● **Short exercise**:
Reproduce every line of the listing below word for word, leaving the pictures out of your answer.

Stored records:
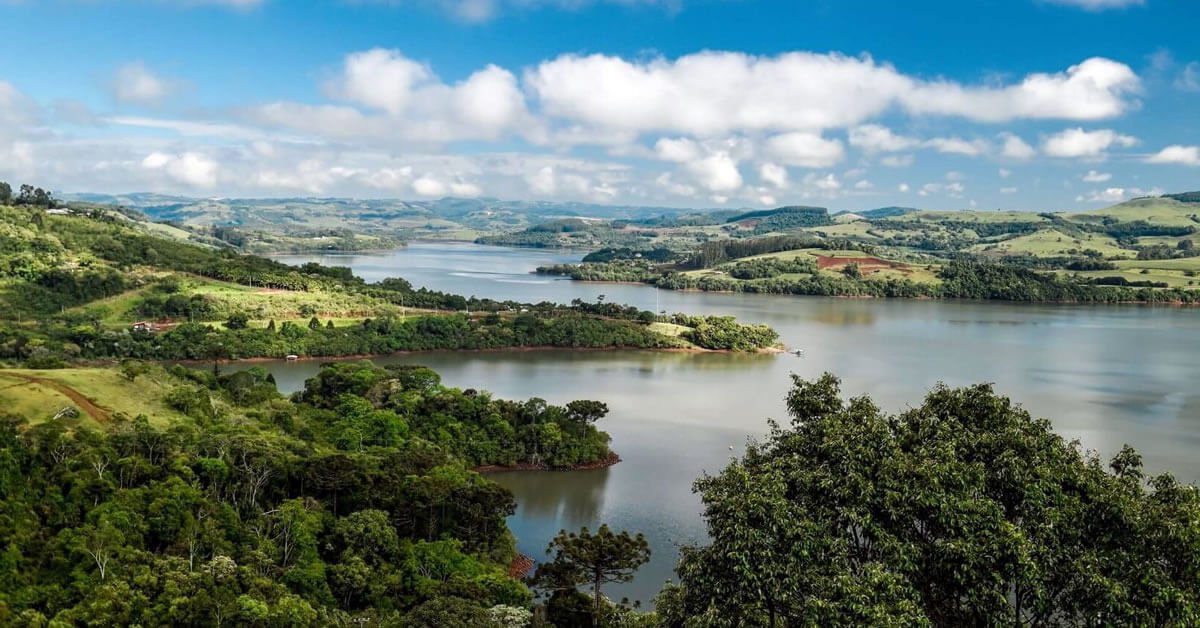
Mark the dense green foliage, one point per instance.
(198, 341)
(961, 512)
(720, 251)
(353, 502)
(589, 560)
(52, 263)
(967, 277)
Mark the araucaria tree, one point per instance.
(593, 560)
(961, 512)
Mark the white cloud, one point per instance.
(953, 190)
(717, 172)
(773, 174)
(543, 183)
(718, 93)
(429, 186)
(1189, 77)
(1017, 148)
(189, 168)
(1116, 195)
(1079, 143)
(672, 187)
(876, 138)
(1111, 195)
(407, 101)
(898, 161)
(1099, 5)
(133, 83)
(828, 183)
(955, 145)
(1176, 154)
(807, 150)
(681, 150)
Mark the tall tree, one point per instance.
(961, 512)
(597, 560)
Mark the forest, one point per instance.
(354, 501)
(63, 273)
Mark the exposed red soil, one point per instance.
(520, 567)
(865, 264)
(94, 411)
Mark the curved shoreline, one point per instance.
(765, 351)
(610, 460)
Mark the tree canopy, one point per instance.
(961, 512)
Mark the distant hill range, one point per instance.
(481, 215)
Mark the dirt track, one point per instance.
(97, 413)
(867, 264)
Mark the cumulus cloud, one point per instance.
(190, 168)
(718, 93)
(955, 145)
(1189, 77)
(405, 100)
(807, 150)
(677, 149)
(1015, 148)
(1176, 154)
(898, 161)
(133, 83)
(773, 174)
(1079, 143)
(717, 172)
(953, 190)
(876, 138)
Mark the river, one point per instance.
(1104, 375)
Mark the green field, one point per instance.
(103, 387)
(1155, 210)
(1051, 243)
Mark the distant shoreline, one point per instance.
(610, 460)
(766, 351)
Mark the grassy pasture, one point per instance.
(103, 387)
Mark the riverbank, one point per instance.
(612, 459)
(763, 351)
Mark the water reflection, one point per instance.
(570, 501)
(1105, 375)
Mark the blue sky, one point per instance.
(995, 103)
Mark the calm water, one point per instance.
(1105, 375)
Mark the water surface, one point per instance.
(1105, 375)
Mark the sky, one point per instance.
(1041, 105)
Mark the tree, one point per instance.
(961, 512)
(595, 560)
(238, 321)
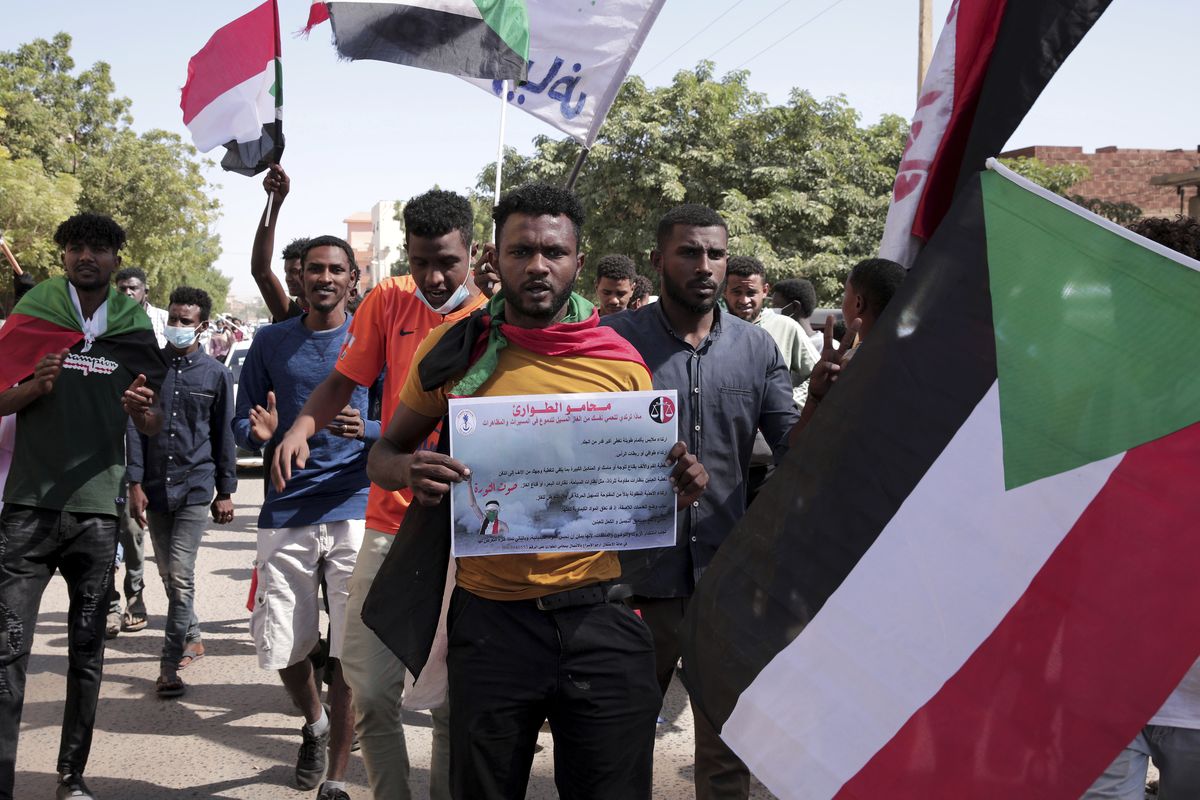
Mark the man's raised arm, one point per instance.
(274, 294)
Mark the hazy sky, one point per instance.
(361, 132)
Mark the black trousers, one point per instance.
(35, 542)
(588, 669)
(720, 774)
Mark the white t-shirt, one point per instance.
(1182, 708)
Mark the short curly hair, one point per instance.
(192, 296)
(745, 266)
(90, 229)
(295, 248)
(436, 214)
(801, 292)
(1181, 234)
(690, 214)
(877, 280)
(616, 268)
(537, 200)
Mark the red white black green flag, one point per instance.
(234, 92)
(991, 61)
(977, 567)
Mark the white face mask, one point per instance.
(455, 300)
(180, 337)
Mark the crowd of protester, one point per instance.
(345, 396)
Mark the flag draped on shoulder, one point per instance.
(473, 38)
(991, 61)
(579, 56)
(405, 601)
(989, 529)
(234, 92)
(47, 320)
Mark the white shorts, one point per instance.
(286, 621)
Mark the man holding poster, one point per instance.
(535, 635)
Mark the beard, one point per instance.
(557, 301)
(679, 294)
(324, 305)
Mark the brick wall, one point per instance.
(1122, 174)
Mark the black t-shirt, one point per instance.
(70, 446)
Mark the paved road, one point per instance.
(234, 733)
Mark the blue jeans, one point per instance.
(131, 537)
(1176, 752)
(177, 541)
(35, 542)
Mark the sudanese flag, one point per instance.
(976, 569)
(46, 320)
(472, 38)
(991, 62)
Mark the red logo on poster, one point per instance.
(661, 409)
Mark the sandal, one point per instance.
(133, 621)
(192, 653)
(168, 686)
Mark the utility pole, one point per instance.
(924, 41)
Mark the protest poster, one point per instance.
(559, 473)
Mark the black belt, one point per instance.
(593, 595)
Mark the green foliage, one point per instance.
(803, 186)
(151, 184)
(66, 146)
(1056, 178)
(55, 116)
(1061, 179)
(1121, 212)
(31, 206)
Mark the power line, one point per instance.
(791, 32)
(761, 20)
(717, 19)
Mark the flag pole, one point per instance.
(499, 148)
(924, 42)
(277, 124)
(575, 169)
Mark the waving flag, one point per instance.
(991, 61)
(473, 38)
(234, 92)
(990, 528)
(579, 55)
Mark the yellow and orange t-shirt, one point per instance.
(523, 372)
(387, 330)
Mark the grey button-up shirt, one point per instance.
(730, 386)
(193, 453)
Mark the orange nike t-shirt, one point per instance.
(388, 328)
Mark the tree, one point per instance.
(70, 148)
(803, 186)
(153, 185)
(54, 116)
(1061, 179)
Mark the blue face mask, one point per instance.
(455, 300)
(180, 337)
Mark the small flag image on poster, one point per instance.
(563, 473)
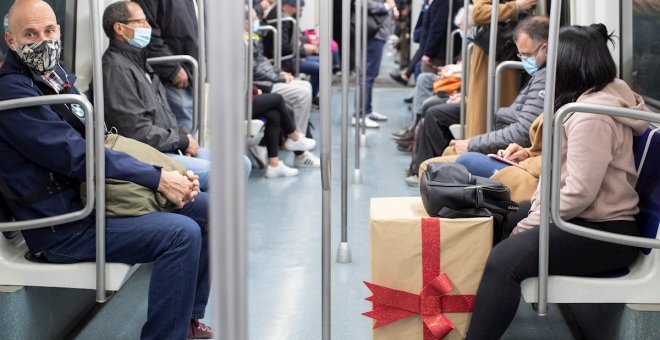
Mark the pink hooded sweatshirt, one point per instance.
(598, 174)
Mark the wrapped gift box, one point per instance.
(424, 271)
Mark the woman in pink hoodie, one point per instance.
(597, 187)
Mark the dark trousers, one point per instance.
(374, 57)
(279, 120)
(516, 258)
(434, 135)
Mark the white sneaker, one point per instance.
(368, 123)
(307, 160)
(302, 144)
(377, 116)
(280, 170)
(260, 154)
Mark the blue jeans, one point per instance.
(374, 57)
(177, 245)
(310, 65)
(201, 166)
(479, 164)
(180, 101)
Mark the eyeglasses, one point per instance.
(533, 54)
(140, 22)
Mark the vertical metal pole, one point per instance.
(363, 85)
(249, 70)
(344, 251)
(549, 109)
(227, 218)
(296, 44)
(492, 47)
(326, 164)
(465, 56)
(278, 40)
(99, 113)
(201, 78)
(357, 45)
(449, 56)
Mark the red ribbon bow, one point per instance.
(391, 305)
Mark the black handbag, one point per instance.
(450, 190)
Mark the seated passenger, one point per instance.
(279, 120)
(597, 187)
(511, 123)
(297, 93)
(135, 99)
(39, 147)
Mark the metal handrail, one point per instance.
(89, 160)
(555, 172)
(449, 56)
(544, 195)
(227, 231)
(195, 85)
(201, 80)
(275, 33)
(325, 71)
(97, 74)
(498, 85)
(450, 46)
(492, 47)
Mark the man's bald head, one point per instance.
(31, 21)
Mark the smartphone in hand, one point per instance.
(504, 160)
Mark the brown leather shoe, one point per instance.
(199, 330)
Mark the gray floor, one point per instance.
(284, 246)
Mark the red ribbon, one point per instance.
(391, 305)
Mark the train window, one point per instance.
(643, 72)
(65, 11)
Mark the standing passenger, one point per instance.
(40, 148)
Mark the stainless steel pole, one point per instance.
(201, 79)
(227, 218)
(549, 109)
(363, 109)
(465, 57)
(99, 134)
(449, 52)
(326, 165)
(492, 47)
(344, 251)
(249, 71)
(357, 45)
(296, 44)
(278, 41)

● **Complete answer**:
Mark the dense green foliage, one point per instance.
(198, 341)
(961, 512)
(720, 251)
(353, 502)
(589, 560)
(52, 263)
(967, 277)
Mark the araucaria tree, one point per instance.
(593, 560)
(961, 512)
Mark the white cloud, one point per instance.
(953, 190)
(717, 172)
(773, 174)
(543, 183)
(718, 93)
(429, 186)
(1189, 77)
(1017, 148)
(189, 168)
(1116, 195)
(1079, 143)
(672, 187)
(876, 138)
(1111, 195)
(407, 101)
(898, 161)
(1099, 5)
(133, 83)
(828, 183)
(955, 145)
(1176, 154)
(807, 150)
(681, 150)
Mark the tall tree, one point per instance.
(961, 512)
(597, 560)
Mark the forest, one point per instance.
(354, 501)
(63, 273)
Mark the exposed red soil, one point per instance.
(520, 567)
(865, 264)
(94, 411)
Mark the curved shoreline, one point per instance.
(765, 351)
(610, 460)
Mark the tree canopy, one point per instance.
(961, 512)
Mark the distant hill range, one point per instance.
(481, 215)
Mark the dirt track, one point per instance.
(97, 413)
(867, 264)
Mark the cumulus cloud, one point per instance.
(190, 168)
(718, 93)
(955, 145)
(1189, 77)
(405, 100)
(807, 150)
(677, 149)
(1015, 148)
(1176, 154)
(898, 161)
(133, 83)
(773, 174)
(1079, 143)
(717, 172)
(953, 190)
(876, 138)
Mark the river, one point per instance.
(1104, 375)
Mark the green field, one point per instance.
(103, 387)
(1155, 210)
(1051, 243)
Mark the distant shoreline, one point per instance.
(610, 460)
(766, 351)
Mark the grassy pasture, one point per instance.
(103, 387)
Mark the riverbank, one point per instance.
(612, 459)
(763, 351)
Mark the water reflection, one point per instance.
(570, 501)
(1105, 375)
Mark the blue sky, one point per instance.
(995, 103)
Mark the calm water, one point per instance.
(1105, 375)
Mark the water surface, one point per instance.
(1105, 375)
Mark the sky, one point per instance.
(1041, 105)
Mark the tree, one point per instance.
(961, 512)
(595, 560)
(238, 321)
Mark the man's raised arm, one point per instance.
(274, 294)
Mark the hazy sky, one point per instance.
(361, 132)
Mark the black trousers, one point per instance.
(35, 542)
(588, 669)
(720, 774)
Mark the white t-shirt, one point per instance.
(1182, 708)
Mark the short curly hair, one point per instance.
(192, 296)
(745, 266)
(90, 229)
(295, 248)
(436, 214)
(801, 292)
(1181, 234)
(690, 214)
(877, 280)
(616, 268)
(537, 200)
Mark the red white black green flag, one point per instance.
(234, 92)
(991, 61)
(977, 567)
Mark the white face mask, one point per instance.
(455, 300)
(180, 337)
Mark the crowd of protester, one point per instance.
(345, 396)
Mark the flag draped on shoulder, one point per instance.
(473, 38)
(991, 61)
(579, 56)
(405, 601)
(989, 529)
(234, 92)
(47, 320)
Mark the white shorts, one point per instance.
(286, 621)
Mark the man holding poster, one point per instance.
(535, 635)
Mark the beard, one point per instance.
(557, 301)
(679, 294)
(324, 305)
Mark the brick wall, one point per instance.
(1122, 174)
Mark the black t-shirt, one point per instance.
(70, 446)
Mark the paved road, one point per instance.
(234, 733)
Mark the blue jeans, one point per instance.
(131, 537)
(1176, 752)
(177, 541)
(35, 542)
Mark the sudanese flag, one point per instance.
(976, 569)
(46, 320)
(472, 38)
(991, 62)
Mark the red logo on poster, one point per instance.
(661, 409)
Mark the sandal, one point per instance.
(133, 621)
(192, 653)
(168, 686)
Mark the utility pole, one point per instance.
(924, 41)
Mark the protest poster, one point per instance.
(559, 473)
Mark the black belt, one point per instance.
(593, 595)
Mark the green foliage, one point per instance.
(803, 186)
(151, 184)
(66, 146)
(1056, 178)
(55, 116)
(1061, 179)
(1121, 212)
(31, 206)
Mark the power line, one point per instance.
(791, 32)
(761, 20)
(717, 19)
Mark the flag pole, one point per instance.
(499, 148)
(924, 42)
(277, 124)
(575, 169)
Mark the waving flag, one point per instance.
(991, 61)
(473, 38)
(234, 92)
(990, 528)
(579, 55)
Mark the yellow and orange t-shirt, one point per instance.
(523, 372)
(387, 330)
Mark the grey button-up shirt, one point per instance.
(730, 386)
(193, 453)
Mark the orange nike t-shirt, one point per instance.
(388, 328)
Mark the tree, one point per instance.
(70, 148)
(803, 186)
(153, 185)
(54, 116)
(1061, 179)
Mark the blue face mask, one point per instance.
(455, 300)
(180, 337)
Mark the small flag image on poster, one point per instance.
(563, 473)
Mark the pink hooded sweatshirt, one point per instance.
(598, 174)
Mark the wrapped gift box, one point per instance.
(424, 271)
Mark the woman in pink hoodie, one point per instance.
(597, 187)
Mark the dark trousers, one point per instance.
(374, 57)
(279, 120)
(516, 258)
(434, 135)
Mark the white sneaker, one point per instance.
(368, 123)
(307, 160)
(302, 144)
(377, 116)
(280, 170)
(260, 154)
Mark the blue jeans, one point per instance.
(374, 57)
(177, 245)
(310, 65)
(201, 166)
(479, 164)
(180, 101)
Mark the eyeglasses, one point per instance.
(533, 54)
(140, 22)
Mark the vertical metal pole, one point per instance.
(363, 85)
(249, 70)
(344, 251)
(549, 109)
(227, 218)
(296, 44)
(492, 47)
(326, 164)
(465, 56)
(278, 40)
(99, 113)
(201, 78)
(357, 45)
(449, 56)
Mark the red ribbon bow, one point per instance.
(391, 305)
Mark the black handbag, one point per instance.
(450, 190)
Mark the seated passenger, one point per instance.
(279, 120)
(597, 187)
(511, 123)
(297, 93)
(135, 99)
(39, 147)
Mark the metal handrail, one point per instance.
(89, 160)
(555, 172)
(449, 56)
(544, 195)
(227, 231)
(195, 85)
(201, 80)
(275, 33)
(325, 71)
(97, 74)
(498, 85)
(450, 46)
(492, 47)
Mark the man's bald head, one point per instance.
(31, 21)
Mark the smartphone in hand, one point per instance.
(504, 160)
Mark the brown leather shoe, one point per instance.
(199, 330)
Mark the gray floor, one point per instance.
(284, 246)
Mark the red ribbon, one point per instance.
(391, 305)
Mark the train window, one point per instance.
(643, 72)
(65, 11)
Mark the standing passenger, one point per instance.
(40, 148)
Mark the stainless steel pole, one point per instance.
(201, 79)
(227, 218)
(549, 109)
(363, 109)
(465, 57)
(99, 134)
(449, 52)
(326, 165)
(492, 47)
(344, 251)
(249, 71)
(357, 45)
(296, 44)
(278, 41)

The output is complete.